INPUT MATERIAL:
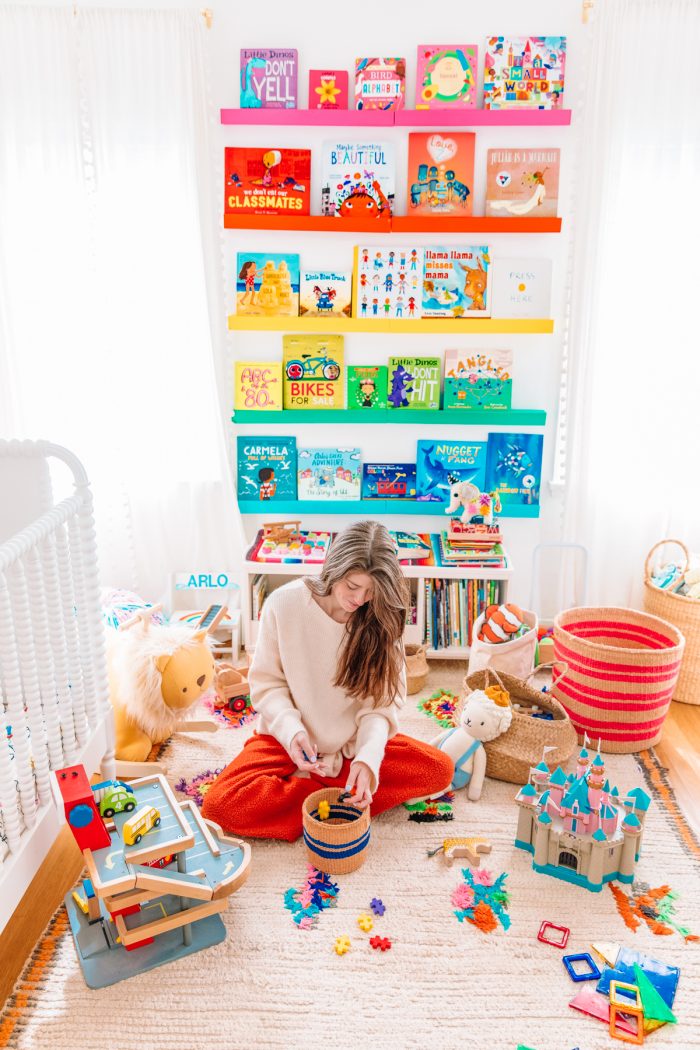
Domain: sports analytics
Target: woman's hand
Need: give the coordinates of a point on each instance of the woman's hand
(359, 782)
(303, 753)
...
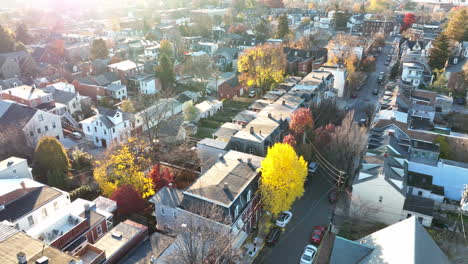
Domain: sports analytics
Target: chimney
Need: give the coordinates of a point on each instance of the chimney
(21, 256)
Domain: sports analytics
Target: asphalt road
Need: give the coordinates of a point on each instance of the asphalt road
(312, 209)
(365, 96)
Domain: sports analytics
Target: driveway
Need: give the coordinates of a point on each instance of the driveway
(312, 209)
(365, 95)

PROMPT:
In the material above, find each line containing the word "Target" and copy it.

OUTPUT OF THE EXERCISE:
Target: woman's hand
Target: chimney
Target: asphalt road
Target: driveway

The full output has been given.